▶ _TASK ITEM_
The answer must repeat every record exactly, with no pictures in it.

[Image-grounded pointing data]

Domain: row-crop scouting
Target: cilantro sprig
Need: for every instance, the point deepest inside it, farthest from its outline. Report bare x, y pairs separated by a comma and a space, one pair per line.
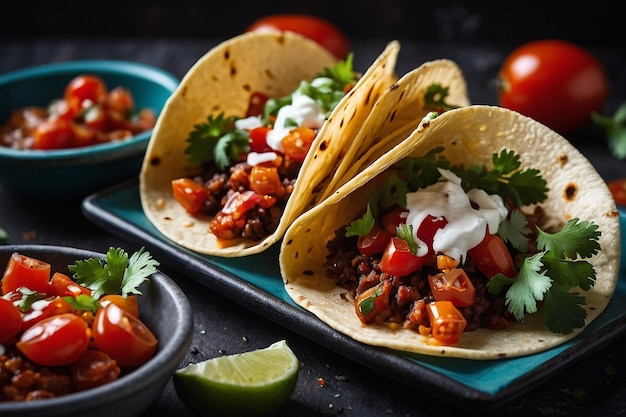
547, 276
216, 140
550, 274
117, 274
219, 141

▶ _RESPONSE_
Domain: row-crop scouting
Target: cilantro sprig
Need: for every instance, the point deepest inside it, farthest from its outline. Report bare x, y pairs separated by a comma and a space, one pair per line.
547, 276
216, 140
550, 274
117, 274
219, 141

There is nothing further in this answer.